*What the exercise asks:* Give again, word for word, every line in the entries below from the line with "Exercise. Point to the woven" up to and including the line with "Exercise. Point to the wicker", and no other line.

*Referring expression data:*
+-------+

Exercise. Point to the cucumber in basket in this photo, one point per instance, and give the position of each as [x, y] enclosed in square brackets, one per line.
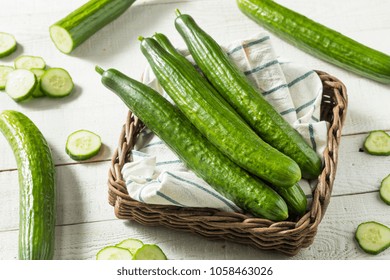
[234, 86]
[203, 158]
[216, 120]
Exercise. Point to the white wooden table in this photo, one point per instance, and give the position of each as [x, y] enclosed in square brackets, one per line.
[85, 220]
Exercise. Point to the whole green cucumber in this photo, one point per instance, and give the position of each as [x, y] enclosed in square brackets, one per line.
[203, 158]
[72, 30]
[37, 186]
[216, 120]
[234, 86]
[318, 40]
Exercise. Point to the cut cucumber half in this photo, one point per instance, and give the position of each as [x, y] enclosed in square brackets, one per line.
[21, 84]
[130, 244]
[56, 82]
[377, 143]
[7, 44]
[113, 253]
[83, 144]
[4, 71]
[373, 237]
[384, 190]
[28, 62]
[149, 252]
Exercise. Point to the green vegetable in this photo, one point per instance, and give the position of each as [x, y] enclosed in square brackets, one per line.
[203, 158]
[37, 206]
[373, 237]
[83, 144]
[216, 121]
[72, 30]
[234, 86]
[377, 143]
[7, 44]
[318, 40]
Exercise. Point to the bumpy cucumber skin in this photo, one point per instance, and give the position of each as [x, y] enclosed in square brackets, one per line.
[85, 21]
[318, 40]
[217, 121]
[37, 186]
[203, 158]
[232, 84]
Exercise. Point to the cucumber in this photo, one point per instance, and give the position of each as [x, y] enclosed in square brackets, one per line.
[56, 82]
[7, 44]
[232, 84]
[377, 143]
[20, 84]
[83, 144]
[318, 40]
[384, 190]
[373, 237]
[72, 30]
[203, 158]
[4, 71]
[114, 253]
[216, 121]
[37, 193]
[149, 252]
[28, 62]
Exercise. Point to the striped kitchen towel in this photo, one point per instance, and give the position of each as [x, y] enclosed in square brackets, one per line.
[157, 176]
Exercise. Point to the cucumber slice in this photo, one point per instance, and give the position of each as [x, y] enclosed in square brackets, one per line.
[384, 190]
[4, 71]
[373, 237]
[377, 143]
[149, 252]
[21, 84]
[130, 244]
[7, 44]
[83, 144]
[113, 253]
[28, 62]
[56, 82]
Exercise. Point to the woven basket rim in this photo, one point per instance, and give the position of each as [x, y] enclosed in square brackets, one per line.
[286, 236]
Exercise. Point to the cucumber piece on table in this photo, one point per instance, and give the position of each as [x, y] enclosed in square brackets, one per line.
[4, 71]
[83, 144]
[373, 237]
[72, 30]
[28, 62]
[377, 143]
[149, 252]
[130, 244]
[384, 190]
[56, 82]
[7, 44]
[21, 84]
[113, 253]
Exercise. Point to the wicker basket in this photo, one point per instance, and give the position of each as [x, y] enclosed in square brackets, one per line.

+-------+

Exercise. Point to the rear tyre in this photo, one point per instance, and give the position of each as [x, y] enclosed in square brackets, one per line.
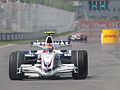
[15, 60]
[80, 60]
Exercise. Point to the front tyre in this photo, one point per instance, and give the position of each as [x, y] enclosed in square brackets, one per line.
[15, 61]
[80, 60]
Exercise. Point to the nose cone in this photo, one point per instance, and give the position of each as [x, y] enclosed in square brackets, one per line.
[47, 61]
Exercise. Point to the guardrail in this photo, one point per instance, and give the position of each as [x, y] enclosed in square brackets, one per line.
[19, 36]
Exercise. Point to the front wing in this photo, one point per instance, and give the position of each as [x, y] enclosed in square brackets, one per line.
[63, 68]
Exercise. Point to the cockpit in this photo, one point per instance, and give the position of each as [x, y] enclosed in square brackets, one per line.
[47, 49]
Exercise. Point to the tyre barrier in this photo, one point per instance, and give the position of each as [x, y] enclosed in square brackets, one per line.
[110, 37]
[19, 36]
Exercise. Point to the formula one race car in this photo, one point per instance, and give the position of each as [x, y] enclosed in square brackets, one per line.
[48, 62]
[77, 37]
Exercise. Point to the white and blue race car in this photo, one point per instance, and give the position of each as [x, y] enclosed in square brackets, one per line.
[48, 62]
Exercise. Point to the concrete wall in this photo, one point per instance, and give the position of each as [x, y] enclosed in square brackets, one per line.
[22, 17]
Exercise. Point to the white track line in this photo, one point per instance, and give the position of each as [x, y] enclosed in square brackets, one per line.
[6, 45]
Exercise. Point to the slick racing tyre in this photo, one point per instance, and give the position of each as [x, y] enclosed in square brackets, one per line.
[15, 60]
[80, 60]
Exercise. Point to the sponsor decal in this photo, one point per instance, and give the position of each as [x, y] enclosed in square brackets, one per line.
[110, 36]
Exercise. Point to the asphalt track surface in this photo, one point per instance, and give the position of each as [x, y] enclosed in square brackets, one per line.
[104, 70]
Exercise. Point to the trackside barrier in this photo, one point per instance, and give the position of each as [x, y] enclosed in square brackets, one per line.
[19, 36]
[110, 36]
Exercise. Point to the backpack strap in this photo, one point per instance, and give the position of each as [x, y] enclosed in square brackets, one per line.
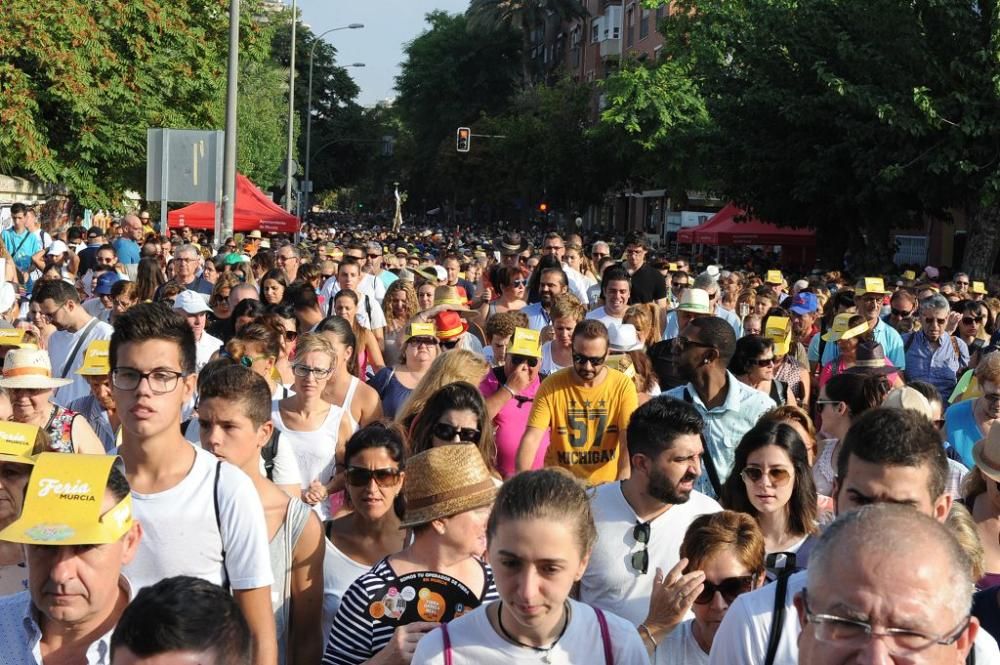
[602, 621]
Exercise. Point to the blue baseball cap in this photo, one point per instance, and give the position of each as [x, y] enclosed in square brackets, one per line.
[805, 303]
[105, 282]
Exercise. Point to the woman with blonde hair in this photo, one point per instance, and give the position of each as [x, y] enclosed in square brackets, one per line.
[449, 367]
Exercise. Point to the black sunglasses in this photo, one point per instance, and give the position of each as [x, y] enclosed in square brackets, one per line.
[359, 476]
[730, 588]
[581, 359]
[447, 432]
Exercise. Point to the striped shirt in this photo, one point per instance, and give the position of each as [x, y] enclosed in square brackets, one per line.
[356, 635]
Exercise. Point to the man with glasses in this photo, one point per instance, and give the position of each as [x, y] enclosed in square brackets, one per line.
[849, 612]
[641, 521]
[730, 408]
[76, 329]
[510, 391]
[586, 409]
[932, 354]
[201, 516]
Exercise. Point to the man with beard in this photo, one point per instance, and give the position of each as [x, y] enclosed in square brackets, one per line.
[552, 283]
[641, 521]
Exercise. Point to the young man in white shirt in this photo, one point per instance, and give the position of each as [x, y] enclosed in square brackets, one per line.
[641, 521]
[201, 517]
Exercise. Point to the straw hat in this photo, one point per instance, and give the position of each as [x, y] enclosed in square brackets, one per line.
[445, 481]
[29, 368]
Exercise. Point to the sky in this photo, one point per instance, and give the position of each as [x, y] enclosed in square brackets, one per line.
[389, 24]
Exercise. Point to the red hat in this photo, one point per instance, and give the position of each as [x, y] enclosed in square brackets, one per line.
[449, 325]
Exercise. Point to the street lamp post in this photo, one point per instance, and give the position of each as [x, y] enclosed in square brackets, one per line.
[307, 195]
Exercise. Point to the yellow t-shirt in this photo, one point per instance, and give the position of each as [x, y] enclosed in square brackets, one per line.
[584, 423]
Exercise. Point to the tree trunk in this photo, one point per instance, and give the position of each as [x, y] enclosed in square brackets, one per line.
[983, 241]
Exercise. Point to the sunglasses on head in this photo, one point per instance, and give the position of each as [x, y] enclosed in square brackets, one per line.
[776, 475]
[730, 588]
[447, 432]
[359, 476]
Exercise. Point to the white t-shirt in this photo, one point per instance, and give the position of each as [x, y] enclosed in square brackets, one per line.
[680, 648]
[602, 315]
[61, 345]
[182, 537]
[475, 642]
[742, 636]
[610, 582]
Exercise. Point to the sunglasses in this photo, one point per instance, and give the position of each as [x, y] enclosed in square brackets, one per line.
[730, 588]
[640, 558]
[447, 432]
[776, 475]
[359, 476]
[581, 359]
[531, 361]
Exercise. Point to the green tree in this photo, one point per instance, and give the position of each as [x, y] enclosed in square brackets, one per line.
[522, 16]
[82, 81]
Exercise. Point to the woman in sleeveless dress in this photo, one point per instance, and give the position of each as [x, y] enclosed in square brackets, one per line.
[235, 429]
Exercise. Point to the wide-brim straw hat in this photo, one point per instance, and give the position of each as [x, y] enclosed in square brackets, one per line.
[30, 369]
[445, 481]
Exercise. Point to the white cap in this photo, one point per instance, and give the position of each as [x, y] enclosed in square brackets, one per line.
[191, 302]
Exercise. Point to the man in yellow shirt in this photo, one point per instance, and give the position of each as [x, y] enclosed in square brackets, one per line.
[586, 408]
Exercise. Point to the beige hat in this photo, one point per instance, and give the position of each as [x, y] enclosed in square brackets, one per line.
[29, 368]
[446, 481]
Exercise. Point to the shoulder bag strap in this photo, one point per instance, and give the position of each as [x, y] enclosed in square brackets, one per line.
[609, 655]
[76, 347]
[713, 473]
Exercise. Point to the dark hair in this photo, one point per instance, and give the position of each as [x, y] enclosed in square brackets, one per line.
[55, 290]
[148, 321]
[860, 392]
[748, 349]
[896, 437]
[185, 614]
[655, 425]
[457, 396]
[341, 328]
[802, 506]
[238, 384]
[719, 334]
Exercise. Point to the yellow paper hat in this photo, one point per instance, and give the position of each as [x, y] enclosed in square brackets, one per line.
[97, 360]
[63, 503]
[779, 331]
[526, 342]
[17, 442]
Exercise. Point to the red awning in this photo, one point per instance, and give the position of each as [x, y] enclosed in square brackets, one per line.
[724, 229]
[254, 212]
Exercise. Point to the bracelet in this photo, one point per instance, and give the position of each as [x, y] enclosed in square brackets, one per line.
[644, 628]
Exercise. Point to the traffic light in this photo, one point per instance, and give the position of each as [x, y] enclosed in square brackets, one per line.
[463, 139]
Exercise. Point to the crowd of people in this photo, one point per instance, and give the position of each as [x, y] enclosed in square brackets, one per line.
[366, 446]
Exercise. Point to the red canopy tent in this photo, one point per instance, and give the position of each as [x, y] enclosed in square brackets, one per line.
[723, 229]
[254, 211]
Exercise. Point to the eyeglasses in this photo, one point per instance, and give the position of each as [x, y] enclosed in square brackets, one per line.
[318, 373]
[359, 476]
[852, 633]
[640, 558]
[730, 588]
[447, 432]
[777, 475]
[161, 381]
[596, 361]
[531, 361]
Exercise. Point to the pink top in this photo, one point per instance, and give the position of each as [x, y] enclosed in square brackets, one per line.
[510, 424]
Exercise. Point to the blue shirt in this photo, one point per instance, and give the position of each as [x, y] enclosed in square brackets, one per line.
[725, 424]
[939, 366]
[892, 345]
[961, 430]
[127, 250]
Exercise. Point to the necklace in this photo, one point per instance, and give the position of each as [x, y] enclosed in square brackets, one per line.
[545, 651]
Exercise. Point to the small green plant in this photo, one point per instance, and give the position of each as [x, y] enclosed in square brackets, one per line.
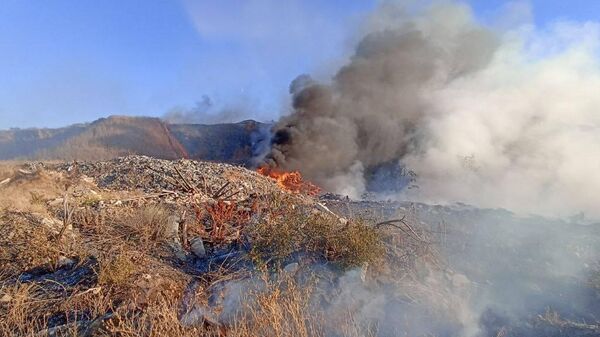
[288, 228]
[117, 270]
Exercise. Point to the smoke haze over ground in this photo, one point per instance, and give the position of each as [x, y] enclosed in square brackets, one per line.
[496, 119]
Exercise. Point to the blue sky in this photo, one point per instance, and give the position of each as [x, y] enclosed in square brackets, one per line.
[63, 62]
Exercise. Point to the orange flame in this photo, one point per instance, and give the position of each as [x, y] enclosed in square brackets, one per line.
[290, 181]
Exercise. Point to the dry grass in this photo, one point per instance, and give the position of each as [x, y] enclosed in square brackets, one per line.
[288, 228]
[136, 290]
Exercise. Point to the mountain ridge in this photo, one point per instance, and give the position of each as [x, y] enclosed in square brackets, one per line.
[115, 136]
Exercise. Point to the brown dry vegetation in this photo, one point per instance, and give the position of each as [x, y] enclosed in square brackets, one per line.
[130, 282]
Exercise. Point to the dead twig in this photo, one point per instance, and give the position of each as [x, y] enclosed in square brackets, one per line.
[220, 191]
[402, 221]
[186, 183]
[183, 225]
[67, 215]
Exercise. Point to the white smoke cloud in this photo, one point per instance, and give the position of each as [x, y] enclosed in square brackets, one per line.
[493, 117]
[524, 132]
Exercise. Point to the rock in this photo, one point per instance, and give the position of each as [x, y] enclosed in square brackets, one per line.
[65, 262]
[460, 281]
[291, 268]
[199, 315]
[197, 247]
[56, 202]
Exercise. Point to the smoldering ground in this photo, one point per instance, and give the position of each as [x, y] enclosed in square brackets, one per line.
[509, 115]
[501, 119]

+-------+

*Result of this task:*
Exercise. Point to the woven basket rim in this photo, one point per instance, and give the position of each as [x, y] enclosed in square brackets, one per line.
[286, 236]
Exercise. Point to the cucumber piece on table in this photo, one point per instance, and give the position of each as [x, y] enclosed in square brackets, one per line.
[4, 71]
[83, 144]
[373, 237]
[72, 30]
[28, 62]
[377, 143]
[149, 252]
[130, 244]
[384, 190]
[56, 82]
[7, 44]
[21, 84]
[113, 253]
Exercise. Point to the wicker basket in this photo, one point per instance, and give the position of each as [x, y] enclosed in square brackets, one per line.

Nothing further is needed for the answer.